Point annotation records:
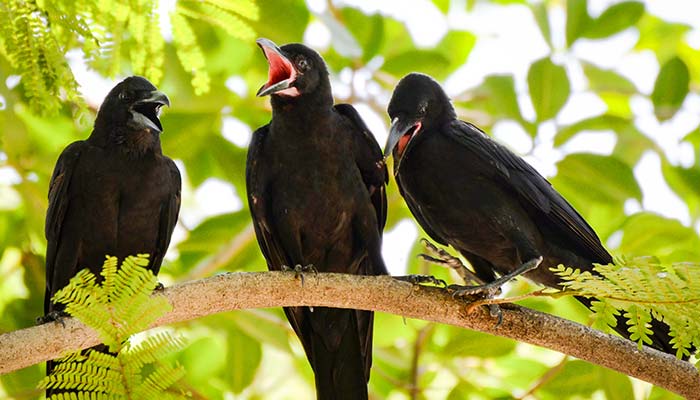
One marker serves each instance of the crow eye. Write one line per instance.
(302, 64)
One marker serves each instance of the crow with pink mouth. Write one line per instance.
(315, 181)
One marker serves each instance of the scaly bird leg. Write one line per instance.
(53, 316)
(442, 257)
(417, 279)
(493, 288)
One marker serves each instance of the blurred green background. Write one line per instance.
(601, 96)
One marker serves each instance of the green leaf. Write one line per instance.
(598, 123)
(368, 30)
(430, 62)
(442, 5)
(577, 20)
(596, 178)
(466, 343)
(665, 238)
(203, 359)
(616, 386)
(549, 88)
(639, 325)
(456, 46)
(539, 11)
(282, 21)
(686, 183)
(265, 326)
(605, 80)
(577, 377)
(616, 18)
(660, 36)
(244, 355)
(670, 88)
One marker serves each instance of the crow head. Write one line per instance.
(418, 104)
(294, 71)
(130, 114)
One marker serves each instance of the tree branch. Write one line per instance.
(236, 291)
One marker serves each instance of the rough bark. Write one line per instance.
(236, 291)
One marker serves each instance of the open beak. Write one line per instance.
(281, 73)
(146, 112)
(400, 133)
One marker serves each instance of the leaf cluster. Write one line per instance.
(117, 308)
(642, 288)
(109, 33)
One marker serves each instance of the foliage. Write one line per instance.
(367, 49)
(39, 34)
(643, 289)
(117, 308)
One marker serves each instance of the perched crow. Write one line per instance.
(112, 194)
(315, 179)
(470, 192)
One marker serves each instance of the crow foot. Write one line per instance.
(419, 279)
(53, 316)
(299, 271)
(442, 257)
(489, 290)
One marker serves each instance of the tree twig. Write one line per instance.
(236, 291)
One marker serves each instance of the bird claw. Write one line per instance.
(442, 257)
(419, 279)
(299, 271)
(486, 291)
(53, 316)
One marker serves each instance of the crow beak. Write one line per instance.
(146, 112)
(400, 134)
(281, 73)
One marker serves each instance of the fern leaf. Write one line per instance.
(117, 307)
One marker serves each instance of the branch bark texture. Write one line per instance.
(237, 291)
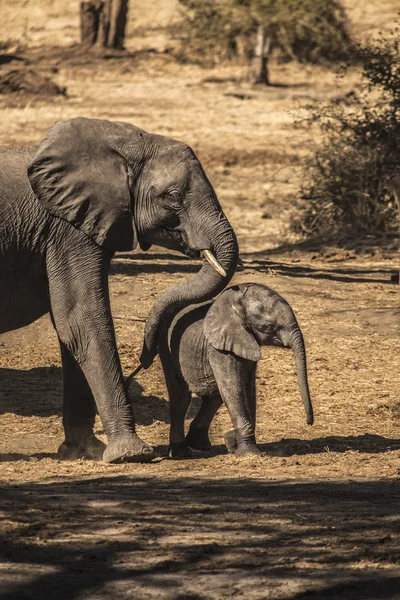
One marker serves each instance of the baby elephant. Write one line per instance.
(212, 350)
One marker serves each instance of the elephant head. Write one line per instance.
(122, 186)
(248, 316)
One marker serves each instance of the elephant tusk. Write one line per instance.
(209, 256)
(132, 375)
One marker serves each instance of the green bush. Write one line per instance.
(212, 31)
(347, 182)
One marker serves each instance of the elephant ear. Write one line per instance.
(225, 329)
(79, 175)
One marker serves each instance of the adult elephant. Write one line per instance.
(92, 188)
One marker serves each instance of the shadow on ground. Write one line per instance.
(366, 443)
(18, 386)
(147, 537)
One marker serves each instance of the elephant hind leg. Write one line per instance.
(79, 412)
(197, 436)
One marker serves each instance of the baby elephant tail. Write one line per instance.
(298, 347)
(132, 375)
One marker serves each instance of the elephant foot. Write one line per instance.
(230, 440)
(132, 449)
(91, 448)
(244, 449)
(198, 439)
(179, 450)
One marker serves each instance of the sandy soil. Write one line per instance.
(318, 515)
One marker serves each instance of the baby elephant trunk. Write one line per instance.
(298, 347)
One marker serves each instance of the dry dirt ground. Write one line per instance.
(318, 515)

REQUIRED TASK: Update the listing above by changing every "Write one line per instance" to "Give each marker its own line" and leaving all other text the same. Omit the picture lines from your answer.

OUTPUT OF THE EXERCISE:
One marker serves each instance of the crow eye. Give each marker its own line.
(302, 64)
One marker serves each instance of the crow with pink mouth. Give each marker its own line.
(315, 181)
One marker serves each instance of the scaly bird leg. Give each marker its own line.
(53, 316)
(442, 257)
(417, 279)
(493, 288)
One marker serves each instance of the blurred green background. Give each marker its own line.
(601, 96)
One marker serves each instance of the green leaf. Give each marker its own line.
(598, 123)
(368, 30)
(430, 62)
(442, 5)
(577, 20)
(596, 178)
(466, 343)
(665, 238)
(203, 359)
(616, 386)
(549, 88)
(639, 325)
(456, 46)
(539, 11)
(282, 21)
(686, 183)
(265, 326)
(605, 80)
(577, 377)
(616, 18)
(660, 36)
(244, 355)
(670, 88)
One marker serves each instance of the crow head. Give each marker its own line.
(418, 104)
(294, 71)
(130, 114)
One marker serves each instance of the tree branch. Give each marker its own line.
(236, 291)
One marker serves each instance of the rough bark. Give each marker its own line.
(236, 291)
One marker serves each instance of the open beak. Give each marker its own line.
(281, 73)
(146, 112)
(400, 133)
One marker serves each instance of the leaf cluster. Give each marker its own line.
(117, 308)
(642, 288)
(109, 33)
One marker serves each instance of the foliage. Give each marker its own line.
(367, 49)
(39, 34)
(643, 289)
(117, 308)
One marker serves each instance of the perched crow. Give each marker its own line.
(112, 194)
(315, 179)
(470, 192)
One marker serves each instance of the crow foot. Give each marker its own line.
(419, 279)
(53, 316)
(299, 271)
(442, 257)
(489, 290)
One marker serves each instance of the tree twig. Give each marker its own line.
(236, 291)
One marker serves each instance of the bird claw. Give each marker its own line.
(442, 257)
(419, 279)
(299, 271)
(486, 291)
(53, 316)
One marker serves each instance of the crow beak. Give each marker its own line.
(146, 112)
(400, 134)
(281, 73)
One marker serves each instance of the fern leaf. Give each marker its own line.
(117, 307)
One marker serves each instance of the branch bark texture. Give each marker its own line.
(237, 291)
One marker serves each instance of the baby elephant. Give each marker its own line.
(212, 350)
One marker serves each instance of the elephant head. Give each marker its own line.
(122, 186)
(248, 316)
One marker serves each instance of the elephant tusk. Give each marker its own line.
(209, 256)
(132, 375)
One marker serves each instance of the green bush. Give each marker its own line.
(212, 31)
(347, 182)
One marker serves each instance of the elephant ear. Give each marker its own line.
(225, 329)
(79, 175)
One marker serves each instance of the adult elephant. Give each marker its own line.
(92, 188)
One marker serves each instance of the shadow on ground. Give each marker its own line.
(366, 443)
(18, 386)
(147, 537)
One marker serves each instance of the elephant hind leg. Give each marker its own line.
(79, 412)
(197, 436)
One marker serves each instance of the baby elephant tail. Give each marker its own line.
(298, 347)
(132, 375)
One marker serves each instance of the elephant foot. Give each marker its own line.
(230, 440)
(132, 449)
(91, 448)
(244, 449)
(198, 439)
(179, 450)
One marker serves each instance of the sandy soil. Give each marker its own line.
(318, 515)
One marker serves each instance of the baby elephant trunk. Give each marker its own line.
(298, 347)
One marker serves each instance of the dry dirt ground. Give each marker its own line.
(318, 515)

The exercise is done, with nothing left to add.